Poignant insights about the wild revealed in my two “post-pandemic” East African safaris, last November and this month, suggest a tiny silver lining in the pandemic:
The wild flourished.
No question that the “wild” over my life time has shrunk. There’s less of it, and it’s composed of fewer pieces: (Habitat and biodiversity have declined.) But speculation that the pandemic would be a gut punch to the wild was wrong.
The speculation was based on the correct prediction that there would be drastically less money and far fewer resources available for “wilderness management.” In other words, national park revenues, charitable donations and staffing would significantly decline.
In Africa this is especially meaningful because virtually every penny spent on wilderness management comes from tourist fees and NGO grants.
Tanzania has serious difficulties collecting data and often more serious difficulties disseminating what it has. Kenya does not, and Kenya confirmed that during the pandemic revenue streams supporting wilderness management declined by at least 75%. So it was probably worse in Tanzania.
______
[WHAT TO DO]: Continue the safari text on the wild during the pandemic, picking up after its final sentence. The listing that comes next is unrelated to the safari text.

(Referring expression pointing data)
______
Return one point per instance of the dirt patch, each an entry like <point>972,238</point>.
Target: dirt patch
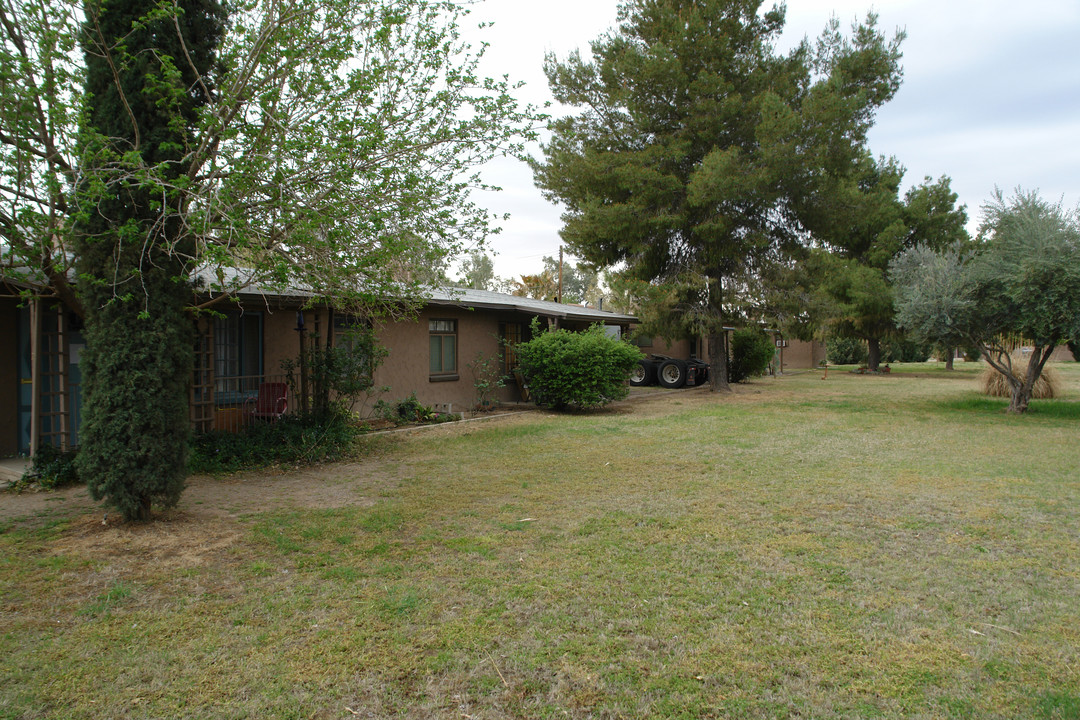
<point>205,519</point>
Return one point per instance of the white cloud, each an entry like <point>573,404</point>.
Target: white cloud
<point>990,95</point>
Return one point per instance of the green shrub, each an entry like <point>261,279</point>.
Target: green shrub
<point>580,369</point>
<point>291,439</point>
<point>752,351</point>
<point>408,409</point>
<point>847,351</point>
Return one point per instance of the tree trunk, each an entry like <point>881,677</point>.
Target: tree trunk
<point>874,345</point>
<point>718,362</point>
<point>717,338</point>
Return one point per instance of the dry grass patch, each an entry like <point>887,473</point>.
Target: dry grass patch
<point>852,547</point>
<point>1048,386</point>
______
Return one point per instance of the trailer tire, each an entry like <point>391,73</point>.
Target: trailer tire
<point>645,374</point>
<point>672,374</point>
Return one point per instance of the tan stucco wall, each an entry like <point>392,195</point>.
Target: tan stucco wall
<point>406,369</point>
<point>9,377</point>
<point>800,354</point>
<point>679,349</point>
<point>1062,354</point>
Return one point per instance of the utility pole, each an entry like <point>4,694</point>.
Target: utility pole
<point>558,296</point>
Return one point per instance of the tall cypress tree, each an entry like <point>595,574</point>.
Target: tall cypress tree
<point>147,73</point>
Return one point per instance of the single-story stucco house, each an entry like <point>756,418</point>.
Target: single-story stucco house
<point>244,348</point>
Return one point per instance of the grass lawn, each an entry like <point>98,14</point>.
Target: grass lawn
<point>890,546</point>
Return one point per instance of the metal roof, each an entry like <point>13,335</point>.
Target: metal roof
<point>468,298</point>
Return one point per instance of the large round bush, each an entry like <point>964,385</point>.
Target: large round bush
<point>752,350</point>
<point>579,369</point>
______
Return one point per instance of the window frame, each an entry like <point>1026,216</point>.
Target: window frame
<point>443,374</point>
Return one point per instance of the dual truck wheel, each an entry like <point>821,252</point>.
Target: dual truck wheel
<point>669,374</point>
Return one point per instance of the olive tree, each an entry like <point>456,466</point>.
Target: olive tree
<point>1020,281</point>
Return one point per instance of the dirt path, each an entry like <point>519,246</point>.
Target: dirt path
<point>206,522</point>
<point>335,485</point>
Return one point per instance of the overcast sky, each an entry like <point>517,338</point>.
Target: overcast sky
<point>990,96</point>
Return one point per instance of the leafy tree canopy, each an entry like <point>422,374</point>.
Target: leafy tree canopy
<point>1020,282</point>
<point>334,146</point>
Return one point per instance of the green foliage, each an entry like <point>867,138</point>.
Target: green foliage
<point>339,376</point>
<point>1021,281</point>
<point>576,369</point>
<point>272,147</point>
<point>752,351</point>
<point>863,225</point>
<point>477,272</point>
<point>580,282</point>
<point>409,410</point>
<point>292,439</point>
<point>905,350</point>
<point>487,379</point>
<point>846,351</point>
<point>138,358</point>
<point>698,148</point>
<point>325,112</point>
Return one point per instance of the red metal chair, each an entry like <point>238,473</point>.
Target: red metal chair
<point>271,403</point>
______
[EXERCISE OUTPUT]:
And it was noticeable. Roads and tracks, bridges, hides and lookouts, fences and moats were in serious disrepair. Important wilderness management programs like controlled burnings of prairies were clearly disorganized or just hadn’t happened. Staffing was cut back, so programs (like Kenya’s “northern rhino maintenance” plan) were cut. Community programs were abandoned or radically scaled back. So…
…it would be reasonable to presume excessive poaching occurred. It might have, but no one’s been able to document it yet. Poaching is the single best buzz word for NGO fund raising. If there’s anything that never gets overlooked, it’s poaching. So I feel confident it just didn’t happen, at least not to the extent predicted.
My admittedly unscientific anecdotal experience after about 30 days in the wild of East Africa was that it was better than ever! It was unkempt, a bit unbalanced, but whether you were surveying the animals or the birds or the plants, to me it looked better than ever.
The Kenyan Wildlife Service’s 2021 animal census shows a significant increase over past years in the number of almost every animal in the Kenyan wild, from elephants to lions to the extremely rare mountain bongo. We can presume it’s similar in neighboring Tanzania.
My anecdotal experience confirms KWS. On the last safari we saw 46 lions. I haven’t seen that frequency of lions in years (>1½/day on safari).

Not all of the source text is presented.